===== Provided entries =====

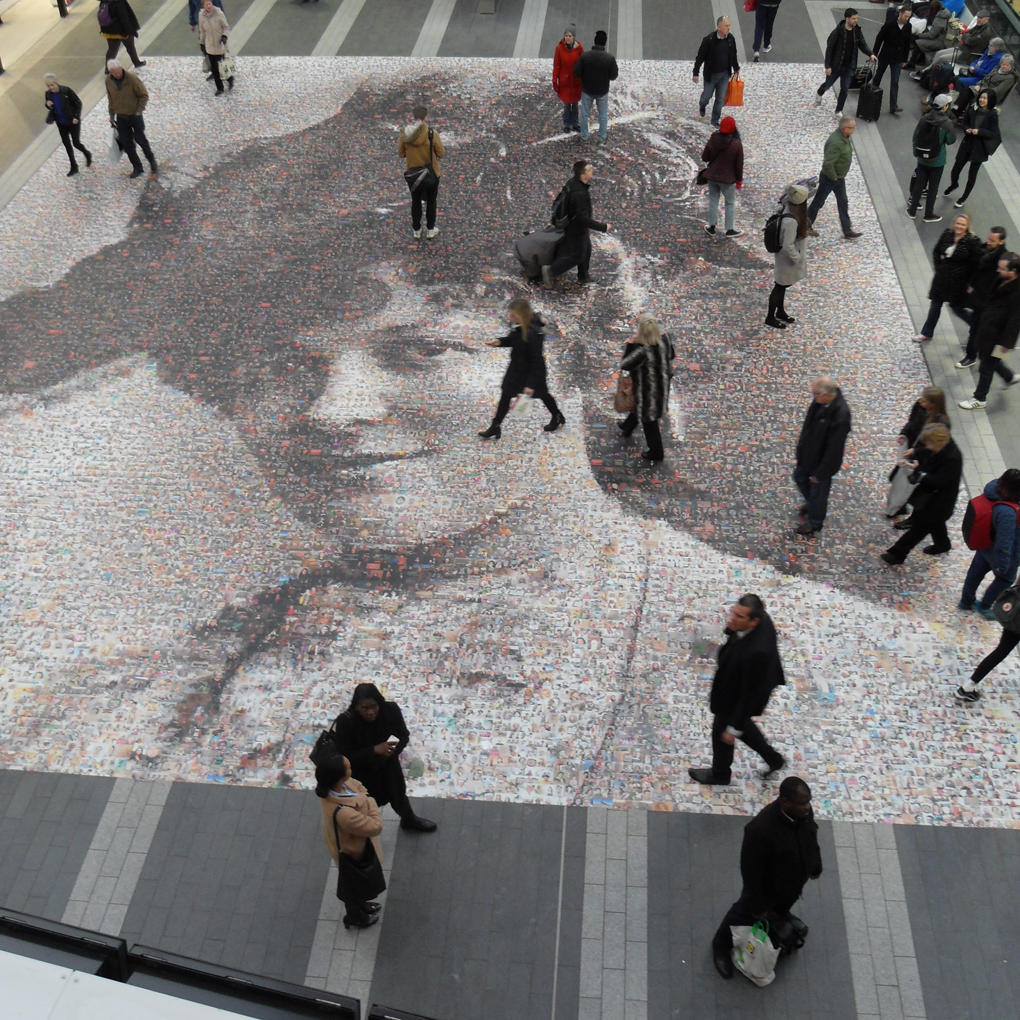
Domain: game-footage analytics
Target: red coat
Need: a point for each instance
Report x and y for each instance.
(567, 87)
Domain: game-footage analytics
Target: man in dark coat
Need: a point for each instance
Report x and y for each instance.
(779, 854)
(998, 332)
(371, 733)
(575, 248)
(819, 451)
(596, 69)
(749, 670)
(840, 57)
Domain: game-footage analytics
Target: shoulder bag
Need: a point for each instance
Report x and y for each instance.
(418, 176)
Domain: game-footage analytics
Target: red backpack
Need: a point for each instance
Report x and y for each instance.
(977, 531)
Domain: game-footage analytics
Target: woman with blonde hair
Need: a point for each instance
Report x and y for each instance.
(526, 371)
(649, 359)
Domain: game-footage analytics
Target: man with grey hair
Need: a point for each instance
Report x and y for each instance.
(128, 98)
(819, 451)
(717, 54)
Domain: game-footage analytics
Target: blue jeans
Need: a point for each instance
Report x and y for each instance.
(935, 309)
(815, 495)
(826, 187)
(728, 193)
(585, 111)
(714, 83)
(979, 567)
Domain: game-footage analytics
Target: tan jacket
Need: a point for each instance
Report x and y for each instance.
(414, 146)
(212, 28)
(128, 97)
(364, 822)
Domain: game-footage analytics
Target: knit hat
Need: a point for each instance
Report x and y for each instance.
(797, 194)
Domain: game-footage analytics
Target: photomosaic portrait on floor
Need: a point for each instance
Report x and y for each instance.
(241, 472)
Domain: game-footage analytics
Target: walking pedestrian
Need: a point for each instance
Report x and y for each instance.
(649, 359)
(934, 498)
(933, 132)
(956, 256)
(420, 146)
(819, 451)
(791, 261)
(1003, 558)
(836, 159)
(750, 669)
(765, 13)
(982, 282)
(998, 332)
(351, 827)
(128, 98)
(893, 51)
(724, 155)
(526, 371)
(575, 248)
(595, 70)
(118, 23)
(65, 111)
(717, 54)
(840, 57)
(980, 139)
(568, 50)
(778, 855)
(213, 31)
(371, 734)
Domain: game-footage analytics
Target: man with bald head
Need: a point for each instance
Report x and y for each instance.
(819, 451)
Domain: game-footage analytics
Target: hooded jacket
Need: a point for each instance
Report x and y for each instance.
(413, 146)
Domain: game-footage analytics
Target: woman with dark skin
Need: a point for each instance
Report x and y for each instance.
(371, 733)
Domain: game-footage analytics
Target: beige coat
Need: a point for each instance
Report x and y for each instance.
(364, 822)
(414, 146)
(212, 28)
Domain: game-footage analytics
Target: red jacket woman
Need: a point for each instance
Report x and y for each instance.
(568, 50)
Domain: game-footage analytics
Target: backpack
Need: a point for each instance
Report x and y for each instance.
(977, 529)
(772, 235)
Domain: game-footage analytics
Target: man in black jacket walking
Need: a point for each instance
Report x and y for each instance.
(717, 54)
(575, 248)
(819, 451)
(840, 57)
(779, 854)
(749, 670)
(595, 69)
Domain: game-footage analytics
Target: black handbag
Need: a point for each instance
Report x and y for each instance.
(418, 176)
(358, 879)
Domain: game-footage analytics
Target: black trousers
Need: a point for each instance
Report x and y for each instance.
(132, 131)
(722, 753)
(430, 196)
(70, 135)
(506, 398)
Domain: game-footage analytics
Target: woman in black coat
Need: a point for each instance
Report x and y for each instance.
(526, 371)
(934, 498)
(980, 139)
(649, 359)
(371, 733)
(956, 254)
(117, 23)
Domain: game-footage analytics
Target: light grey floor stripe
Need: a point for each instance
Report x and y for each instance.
(430, 37)
(341, 23)
(629, 31)
(886, 982)
(344, 961)
(106, 882)
(614, 917)
(529, 31)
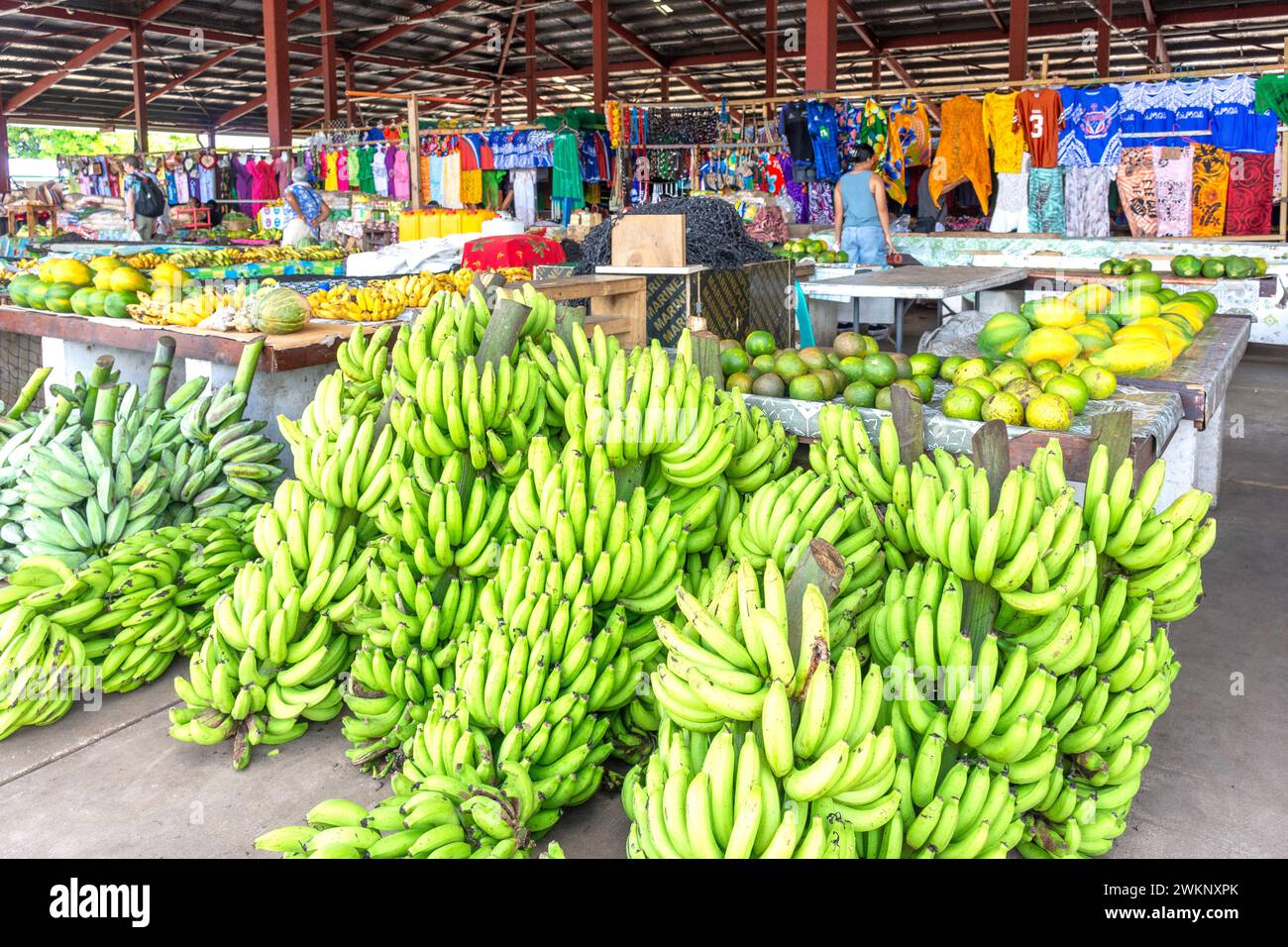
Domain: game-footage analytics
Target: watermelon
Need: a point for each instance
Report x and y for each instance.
(116, 302)
(80, 300)
(281, 311)
(37, 294)
(58, 298)
(97, 300)
(20, 285)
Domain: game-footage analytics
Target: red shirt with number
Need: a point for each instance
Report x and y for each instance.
(1037, 118)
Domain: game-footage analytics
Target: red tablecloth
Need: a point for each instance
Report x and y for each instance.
(523, 250)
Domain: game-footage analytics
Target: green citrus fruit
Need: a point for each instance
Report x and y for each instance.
(806, 388)
(880, 368)
(861, 394)
(734, 361)
(948, 368)
(1100, 381)
(964, 402)
(1003, 406)
(1072, 388)
(760, 343)
(1048, 412)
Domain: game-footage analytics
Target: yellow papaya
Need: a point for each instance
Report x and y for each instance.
(1047, 343)
(1056, 313)
(1140, 357)
(1090, 298)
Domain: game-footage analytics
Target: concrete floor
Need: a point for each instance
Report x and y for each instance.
(112, 783)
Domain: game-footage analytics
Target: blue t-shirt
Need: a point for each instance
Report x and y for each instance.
(858, 202)
(1093, 132)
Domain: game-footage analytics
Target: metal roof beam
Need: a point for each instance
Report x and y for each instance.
(89, 54)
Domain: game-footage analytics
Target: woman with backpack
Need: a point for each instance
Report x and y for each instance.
(145, 202)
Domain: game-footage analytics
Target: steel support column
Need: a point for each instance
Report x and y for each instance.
(330, 62)
(599, 52)
(4, 149)
(1103, 38)
(141, 88)
(820, 46)
(771, 48)
(277, 72)
(1019, 40)
(529, 67)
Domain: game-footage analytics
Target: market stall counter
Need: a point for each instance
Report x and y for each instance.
(292, 364)
(880, 296)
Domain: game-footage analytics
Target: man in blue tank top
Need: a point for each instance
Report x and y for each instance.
(862, 217)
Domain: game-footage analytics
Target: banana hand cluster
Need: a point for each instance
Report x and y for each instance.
(459, 804)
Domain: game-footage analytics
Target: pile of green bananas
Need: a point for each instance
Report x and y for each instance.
(116, 622)
(463, 801)
(117, 462)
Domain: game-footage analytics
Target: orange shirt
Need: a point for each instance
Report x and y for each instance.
(1037, 119)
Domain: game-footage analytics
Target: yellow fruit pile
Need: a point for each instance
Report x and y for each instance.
(162, 308)
(1134, 333)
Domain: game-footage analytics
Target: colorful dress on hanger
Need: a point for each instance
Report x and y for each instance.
(1249, 196)
(962, 154)
(1173, 183)
(1211, 179)
(1136, 191)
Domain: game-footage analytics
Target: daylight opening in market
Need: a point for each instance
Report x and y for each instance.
(644, 429)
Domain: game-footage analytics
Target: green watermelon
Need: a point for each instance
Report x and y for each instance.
(80, 300)
(282, 311)
(97, 300)
(37, 294)
(116, 302)
(58, 298)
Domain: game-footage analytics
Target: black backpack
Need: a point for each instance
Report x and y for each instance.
(150, 201)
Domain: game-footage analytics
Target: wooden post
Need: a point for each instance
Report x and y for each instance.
(907, 412)
(413, 150)
(991, 453)
(822, 567)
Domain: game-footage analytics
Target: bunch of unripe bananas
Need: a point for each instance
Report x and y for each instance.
(463, 802)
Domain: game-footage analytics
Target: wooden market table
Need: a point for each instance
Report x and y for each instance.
(883, 295)
(288, 368)
(617, 303)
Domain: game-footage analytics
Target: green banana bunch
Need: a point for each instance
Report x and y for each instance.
(713, 796)
(488, 412)
(969, 812)
(782, 518)
(459, 805)
(445, 522)
(763, 450)
(43, 667)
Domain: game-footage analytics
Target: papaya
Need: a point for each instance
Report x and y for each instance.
(1188, 309)
(1093, 337)
(1133, 359)
(20, 286)
(1186, 265)
(1144, 281)
(1090, 298)
(116, 302)
(80, 300)
(1001, 333)
(1057, 313)
(1047, 343)
(1129, 305)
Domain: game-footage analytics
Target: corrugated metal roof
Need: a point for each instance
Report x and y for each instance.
(935, 42)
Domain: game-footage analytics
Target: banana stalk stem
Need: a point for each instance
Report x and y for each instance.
(245, 375)
(29, 392)
(822, 567)
(98, 376)
(104, 418)
(162, 361)
(979, 609)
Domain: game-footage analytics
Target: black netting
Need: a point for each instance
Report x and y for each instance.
(712, 231)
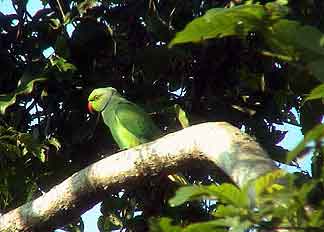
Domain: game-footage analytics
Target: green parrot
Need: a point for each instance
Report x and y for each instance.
(128, 123)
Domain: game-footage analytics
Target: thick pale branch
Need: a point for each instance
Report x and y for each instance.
(239, 156)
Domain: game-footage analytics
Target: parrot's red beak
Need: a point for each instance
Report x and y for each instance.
(90, 108)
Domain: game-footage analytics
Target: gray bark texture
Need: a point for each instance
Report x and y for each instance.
(219, 143)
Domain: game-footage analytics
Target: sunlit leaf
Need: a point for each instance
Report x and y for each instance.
(25, 86)
(314, 134)
(220, 22)
(182, 116)
(269, 182)
(316, 93)
(163, 225)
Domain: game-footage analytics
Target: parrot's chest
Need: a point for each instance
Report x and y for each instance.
(123, 137)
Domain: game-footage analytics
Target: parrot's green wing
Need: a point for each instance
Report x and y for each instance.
(133, 125)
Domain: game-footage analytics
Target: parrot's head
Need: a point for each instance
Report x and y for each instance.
(99, 99)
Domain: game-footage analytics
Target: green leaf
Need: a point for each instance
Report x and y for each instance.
(228, 211)
(226, 193)
(314, 134)
(268, 183)
(290, 37)
(163, 224)
(182, 116)
(316, 93)
(62, 65)
(221, 22)
(53, 141)
(25, 86)
(215, 225)
(316, 68)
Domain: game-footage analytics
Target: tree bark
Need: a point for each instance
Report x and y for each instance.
(234, 152)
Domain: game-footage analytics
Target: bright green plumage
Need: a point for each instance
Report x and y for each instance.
(128, 123)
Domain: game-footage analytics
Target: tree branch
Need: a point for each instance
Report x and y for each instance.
(239, 156)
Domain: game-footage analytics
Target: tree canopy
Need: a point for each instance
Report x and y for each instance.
(249, 63)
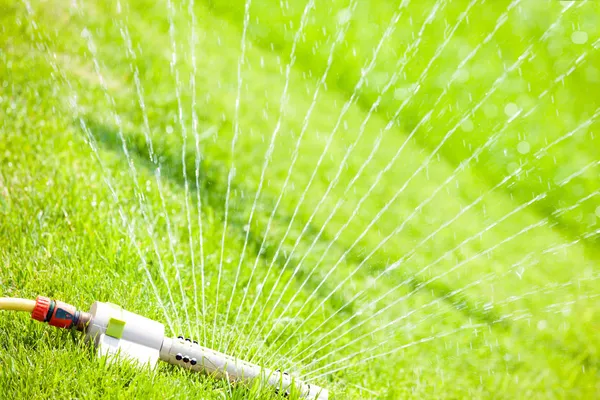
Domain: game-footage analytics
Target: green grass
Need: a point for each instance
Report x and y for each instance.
(529, 282)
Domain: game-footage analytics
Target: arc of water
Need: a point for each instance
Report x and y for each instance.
(320, 84)
(91, 141)
(489, 143)
(236, 134)
(282, 103)
(198, 158)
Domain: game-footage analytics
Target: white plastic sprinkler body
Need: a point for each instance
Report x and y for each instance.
(117, 332)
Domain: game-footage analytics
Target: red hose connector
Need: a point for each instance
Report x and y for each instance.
(59, 314)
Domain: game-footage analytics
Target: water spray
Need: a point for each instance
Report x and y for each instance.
(118, 333)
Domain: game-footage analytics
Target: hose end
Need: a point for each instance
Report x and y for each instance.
(59, 314)
(41, 308)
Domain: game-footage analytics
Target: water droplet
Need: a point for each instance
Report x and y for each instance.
(512, 167)
(542, 325)
(523, 147)
(467, 125)
(490, 110)
(462, 75)
(579, 37)
(343, 16)
(511, 109)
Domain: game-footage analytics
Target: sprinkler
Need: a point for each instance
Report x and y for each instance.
(116, 332)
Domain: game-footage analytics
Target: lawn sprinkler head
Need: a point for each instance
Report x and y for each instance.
(117, 333)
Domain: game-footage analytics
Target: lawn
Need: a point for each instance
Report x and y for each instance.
(391, 199)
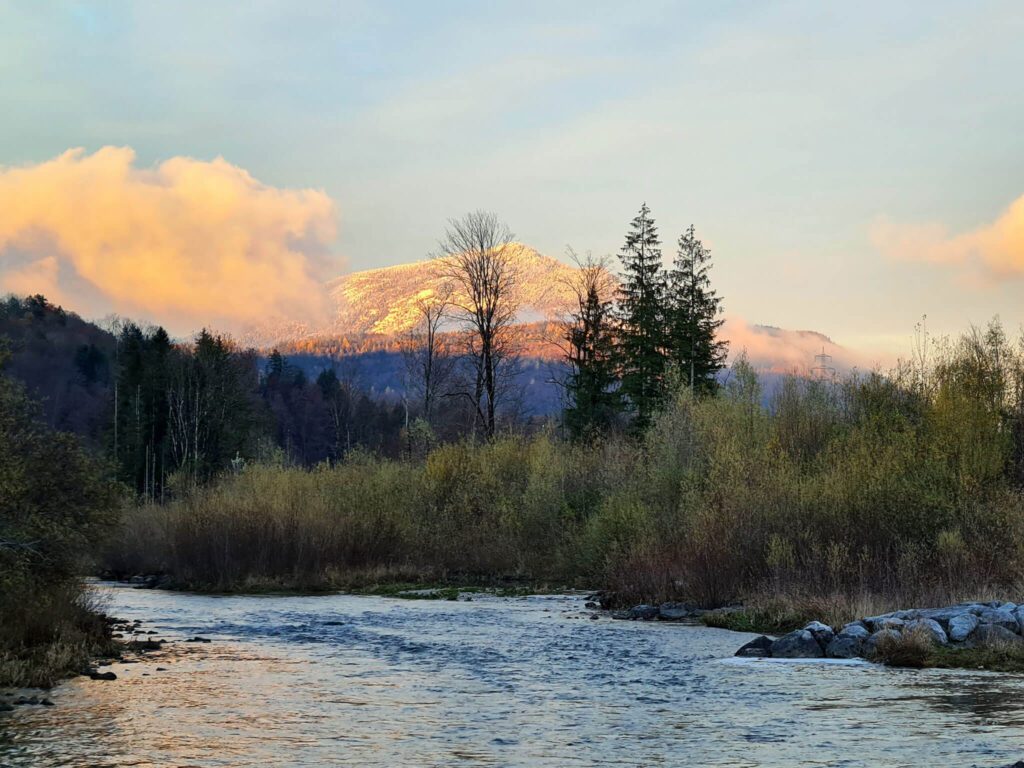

=====

Count the lines in the material above that contain the string "green", treating case as significant, and give only the number.

The answer: 9